Another note on possible Inca herbal medicine is that, besides its local anesthetic properties, coca is also a peripheral vasoconstrictor, and thus could have also helped reduce mortality from blood loss from the highly vascular scalp.

BTW, a quote from Shakespeare's MacBeth that I used in that paper might also be appropriate here at Neurophilosophy.
"There was a time that when the brains were out, the man would die, but now they rise again."

Fascinating. Is there any information on the types of tools they may have used to perform the surgery? I didn't think the Inca had any iron tools or weapons in that period, and yet they had something strong and sharp enough to create a clean line through the skull.

Thanks for these posts! I love reading this kind of information!

Aztecs used obsidian as the weapon/utensil of choice for anything that needed to be cut. Maybe Incas used it too. Archeologists have found obsidian weaponry that's as sharp as a Katana sword.

By Alejandro Lobo… (not verified) on 14 May 2008 #permalink

"It also suggests that the Incas were highly skilled surgeons with a detailed knowledge of cranial anatomy"

... right, after 400 years of killing their patients, I would hope so!

-=-=-=-=-

▸ **Tasks**:
A) Transcribe the comments on Inca skull surgery, starting with "Aztecs used obsidian" and going on through "would hope so!".
B) Write the next part of the comment thread on Inca skull surgery, picking up after its final comment.

-=-=-=-=-

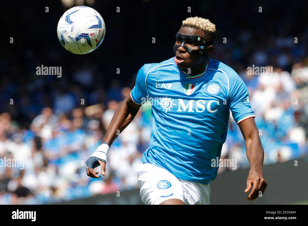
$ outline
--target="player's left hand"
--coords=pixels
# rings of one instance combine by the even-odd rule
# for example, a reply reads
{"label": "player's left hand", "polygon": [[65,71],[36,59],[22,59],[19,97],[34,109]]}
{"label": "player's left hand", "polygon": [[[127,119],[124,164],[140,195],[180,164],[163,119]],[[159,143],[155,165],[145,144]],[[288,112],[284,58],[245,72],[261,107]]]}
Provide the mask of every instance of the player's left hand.
{"label": "player's left hand", "polygon": [[255,171],[250,171],[246,182],[246,189],[245,193],[248,192],[253,187],[252,190],[246,199],[252,201],[258,197],[259,192],[263,194],[267,186],[267,183],[263,178],[261,172]]}

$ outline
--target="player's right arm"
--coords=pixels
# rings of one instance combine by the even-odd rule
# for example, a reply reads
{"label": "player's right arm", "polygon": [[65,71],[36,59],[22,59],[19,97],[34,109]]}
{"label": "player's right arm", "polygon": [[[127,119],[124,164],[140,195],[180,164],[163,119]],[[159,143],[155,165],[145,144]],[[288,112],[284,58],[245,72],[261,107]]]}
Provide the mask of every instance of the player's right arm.
{"label": "player's right arm", "polygon": [[103,143],[87,160],[87,174],[88,176],[93,178],[99,178],[99,176],[94,172],[93,169],[100,165],[101,175],[105,175],[106,161],[110,145],[117,137],[129,124],[138,112],[143,98],[145,97],[147,93],[144,67],[143,66],[139,70],[136,85],[130,95],[122,102],[115,113],[103,139]]}

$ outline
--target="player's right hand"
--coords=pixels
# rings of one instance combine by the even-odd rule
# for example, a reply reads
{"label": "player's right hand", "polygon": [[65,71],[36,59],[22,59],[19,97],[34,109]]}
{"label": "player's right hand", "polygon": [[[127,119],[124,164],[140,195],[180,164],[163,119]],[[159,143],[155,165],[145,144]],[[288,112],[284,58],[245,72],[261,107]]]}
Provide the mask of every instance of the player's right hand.
{"label": "player's right hand", "polygon": [[103,143],[86,161],[87,175],[92,178],[99,178],[98,175],[93,171],[94,168],[100,165],[101,175],[105,176],[106,169],[106,160],[109,151],[109,145]]}

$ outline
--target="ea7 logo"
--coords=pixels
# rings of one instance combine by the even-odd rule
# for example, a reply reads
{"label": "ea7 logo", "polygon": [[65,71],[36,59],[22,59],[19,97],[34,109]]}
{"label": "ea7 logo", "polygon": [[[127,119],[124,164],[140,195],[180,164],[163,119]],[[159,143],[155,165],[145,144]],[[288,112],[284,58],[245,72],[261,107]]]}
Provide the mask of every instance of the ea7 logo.
{"label": "ea7 logo", "polygon": [[161,83],[160,82],[156,82],[155,87],[160,89],[169,89],[172,85],[170,83]]}

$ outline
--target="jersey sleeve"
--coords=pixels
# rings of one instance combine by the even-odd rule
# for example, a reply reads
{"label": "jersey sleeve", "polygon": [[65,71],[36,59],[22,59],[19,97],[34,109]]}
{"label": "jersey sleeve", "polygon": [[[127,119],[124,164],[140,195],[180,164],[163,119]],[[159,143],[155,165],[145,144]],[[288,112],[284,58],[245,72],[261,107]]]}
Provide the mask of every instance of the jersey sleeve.
{"label": "jersey sleeve", "polygon": [[230,77],[229,108],[237,124],[254,117],[254,112],[249,103],[248,89],[243,80],[235,71]]}
{"label": "jersey sleeve", "polygon": [[144,65],[138,72],[136,79],[135,86],[131,91],[131,97],[133,101],[138,104],[144,102],[143,101],[146,99],[148,92],[145,84],[147,73],[146,66]]}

-=-=-=-=-

▸ **Response list**:
A)
Aztecs used obsidian as the weapon/utensil of choice for anything that needed to be cut. Maybe Incas used it too. Archeologists have found obsidian weaponry that's as sharp as a Katana sword.

By Alejandro Lobo… (not verified) on 14 May 2008 #permalink

"It also suggests that the Incas were highly skilled surgeons with a detailed knowledge of cranial anatomy"

... right, after 400 years of killing their patients, I would hope so!

B)
I'm always fascinated by reports on this topic because trepanation is such a potentially dangerous task. It would be so easy to do permanent damage to the brain, or even kill the patient. Yet it is something that has such antiquity.

I own a website on the 1954 Charlton Heston movie SECRET OF THE INCAS. Recently we were discussing a scene in the film in which the curator of the Archeaological Museum was showing the tourists Inca exhibits. Pointing to some bronze knives he tells the group that two Peruvian surgeons recently performed a skull surgery operation using the same ancient Inca knives. What I would like to know, did this really happen in Peru in the early 1950's?

In Hungary are lot of trepanations, the last was 1230 (about), but the churchprohibition it.